▶ Passage to read:
============================================================
Health Management Insight: Coronary heart disease
Coronary heart disease (CHD) is a common and serious condition in which the blood vessels supplying the heart are narrowed or blocked.
Deaths from CHD have declined in recent decades, but the illness still claims around 63,000 lives in the UK each year. Around one-in-eight men and one-in-13 women die from the disease.
What is CHD?
Just like any other muscle in the body, the heart needs a blood supply.
In a healthy heart, blood flow is free and easy. In a heart affected by CHD, the flow becomes restricted.
Coronary arteries provide blood to the heart - but can become blocked by fatty deposits.
Once this begins, it reduces blood flow and can cause the arteries to narrow.
This eventually leads to CHD, as the heart can no longer receive a healthy blood supply
What should I look out for?
CHD develops slowly over time and the symptoms can be different for everyone. Some common symptoms include:
- Chest pain (a medical condition known as angina)
- Shortness of breath, especially on exertion
- Pain throughout the body
- Dizziness, feeling light-headed or faint
- Feeling sick (nausea)
There are a variety of risk factors that can influence CHD. You can reduce your risk by making simple lifestyle changes, such as exercising more and having a healthy diet.
Read some of the common risk factors below:
- Smoking
- Excessive alcohol consumption
- High cholesterol
- High blood pressure
- Diabetes
- Being overweight or obese
- Family history
- Ethnicity
- Age
- Chronic stress (from raising other risk factors such as high blood pressure).
The main treatments for CHD are healthy lifestyle changes and medicines. Surgery may be needed in severe cases.
============================================================
▶ Extracted entries:
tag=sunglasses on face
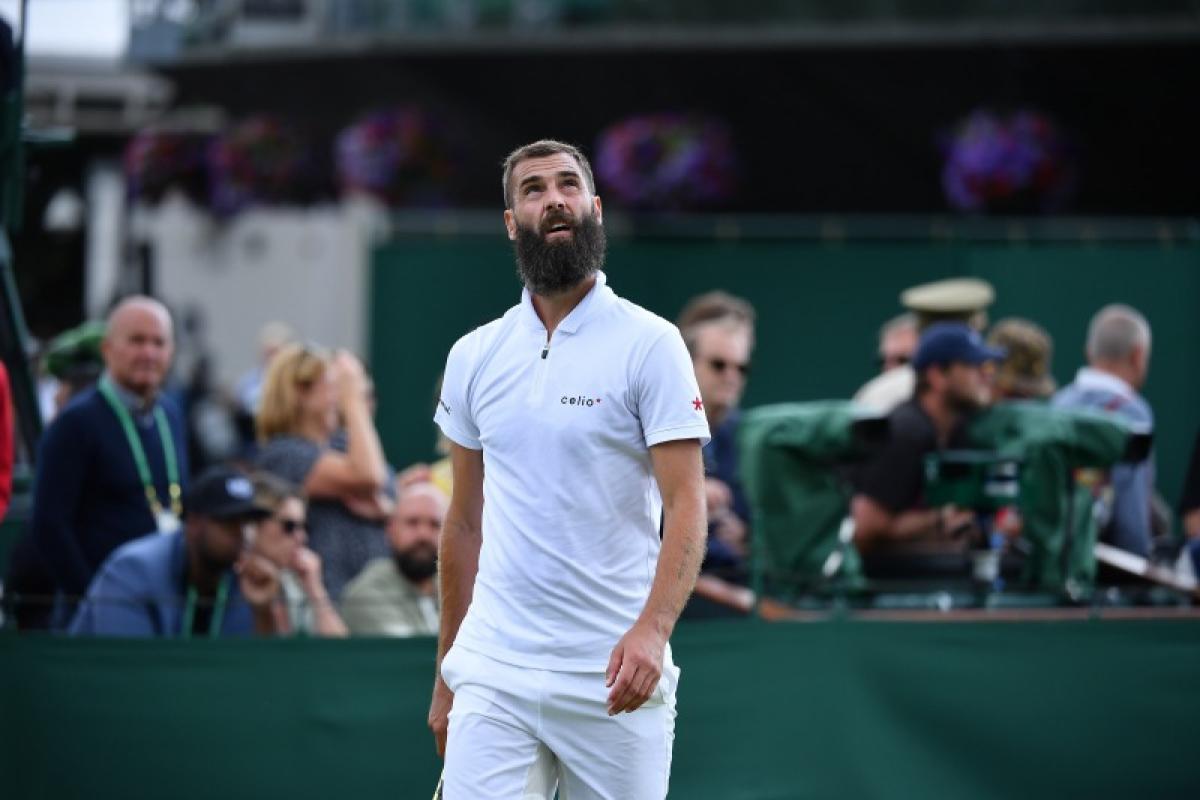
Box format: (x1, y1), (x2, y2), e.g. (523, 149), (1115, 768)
(275, 517), (308, 536)
(708, 359), (750, 378)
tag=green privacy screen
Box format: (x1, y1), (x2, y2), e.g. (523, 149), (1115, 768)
(370, 237), (1200, 503)
(0, 621), (1200, 800)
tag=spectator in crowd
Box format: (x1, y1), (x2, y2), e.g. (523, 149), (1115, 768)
(854, 278), (996, 414)
(42, 321), (106, 420)
(257, 344), (391, 602)
(251, 473), (348, 637)
(1180, 431), (1200, 578)
(988, 317), (1057, 401)
(1054, 303), (1154, 557)
(233, 321), (296, 453)
(4, 321), (104, 630)
(31, 296), (188, 614)
(851, 323), (1003, 552)
(234, 320), (296, 417)
(71, 467), (278, 638)
(988, 317), (1057, 540)
(678, 291), (755, 578)
(878, 311), (919, 374)
(342, 482), (448, 636)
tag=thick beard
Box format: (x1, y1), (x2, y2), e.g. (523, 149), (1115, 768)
(391, 543), (438, 583)
(514, 208), (607, 297)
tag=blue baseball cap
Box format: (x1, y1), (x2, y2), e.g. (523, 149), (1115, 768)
(912, 323), (1004, 372)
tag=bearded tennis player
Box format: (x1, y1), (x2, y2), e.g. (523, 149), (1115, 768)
(430, 140), (709, 800)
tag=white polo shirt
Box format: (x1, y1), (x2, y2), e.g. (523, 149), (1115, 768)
(433, 272), (708, 672)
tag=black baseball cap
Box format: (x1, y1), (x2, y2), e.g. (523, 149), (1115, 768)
(912, 323), (1004, 372)
(184, 467), (275, 519)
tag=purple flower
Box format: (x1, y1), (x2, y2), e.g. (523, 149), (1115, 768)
(595, 113), (738, 211)
(335, 107), (456, 206)
(942, 110), (1074, 213)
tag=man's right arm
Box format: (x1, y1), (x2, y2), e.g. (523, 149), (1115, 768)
(30, 413), (91, 597)
(428, 443), (484, 756)
(70, 560), (157, 638)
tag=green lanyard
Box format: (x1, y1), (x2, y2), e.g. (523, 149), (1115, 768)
(98, 375), (184, 522)
(180, 575), (229, 639)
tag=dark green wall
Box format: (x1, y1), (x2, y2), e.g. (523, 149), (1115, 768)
(0, 620), (1200, 800)
(370, 233), (1200, 510)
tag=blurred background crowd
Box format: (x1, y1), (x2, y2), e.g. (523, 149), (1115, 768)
(0, 0), (1200, 637)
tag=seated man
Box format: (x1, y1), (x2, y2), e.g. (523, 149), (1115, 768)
(71, 468), (278, 638)
(1052, 305), (1154, 557)
(342, 483), (448, 636)
(678, 291), (755, 616)
(851, 323), (1003, 553)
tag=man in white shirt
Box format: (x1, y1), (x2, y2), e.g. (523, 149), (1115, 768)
(1051, 303), (1154, 557)
(430, 140), (708, 800)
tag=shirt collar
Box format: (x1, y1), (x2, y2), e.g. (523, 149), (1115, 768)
(1075, 367), (1138, 407)
(521, 270), (616, 333)
(101, 369), (157, 416)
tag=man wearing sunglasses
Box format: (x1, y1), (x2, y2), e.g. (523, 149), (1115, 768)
(678, 291), (755, 616)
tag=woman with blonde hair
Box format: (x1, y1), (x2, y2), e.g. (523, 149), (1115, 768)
(256, 344), (392, 602)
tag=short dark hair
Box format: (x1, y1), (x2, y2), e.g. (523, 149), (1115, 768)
(502, 139), (596, 209)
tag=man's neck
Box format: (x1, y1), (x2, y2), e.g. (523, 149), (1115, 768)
(917, 392), (962, 449)
(106, 373), (158, 414)
(1087, 361), (1138, 392)
(529, 275), (596, 337)
(187, 548), (222, 597)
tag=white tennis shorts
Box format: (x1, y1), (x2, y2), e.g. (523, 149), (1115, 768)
(442, 646), (679, 800)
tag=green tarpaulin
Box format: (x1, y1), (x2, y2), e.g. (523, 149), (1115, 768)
(0, 620), (1200, 800)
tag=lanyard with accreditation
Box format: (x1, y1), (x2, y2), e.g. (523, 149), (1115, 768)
(98, 375), (182, 533)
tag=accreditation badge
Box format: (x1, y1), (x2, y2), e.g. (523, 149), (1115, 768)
(155, 509), (180, 534)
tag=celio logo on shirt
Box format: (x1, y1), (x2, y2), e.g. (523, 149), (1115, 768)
(558, 395), (600, 408)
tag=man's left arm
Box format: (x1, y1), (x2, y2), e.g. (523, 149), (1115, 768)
(605, 439), (708, 715)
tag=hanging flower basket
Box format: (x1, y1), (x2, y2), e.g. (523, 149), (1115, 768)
(124, 130), (208, 205)
(335, 107), (457, 207)
(208, 115), (311, 216)
(942, 110), (1075, 215)
(595, 114), (738, 211)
============================================================
Duplicate the part of the coronary heart disease text between "Deaths from CHD" and "a blood supply.", inclusive. The listing isn't needed for anything here.

▶ Your response:
Deaths from CHD have declined in recent decades, but the illness still claims around 63,000 lives in the UK each year. Around one-in-eight men and one-in-13 women die from the disease.
What is CHD?
Just like any other muscle in the body, the heart needs a blood supply.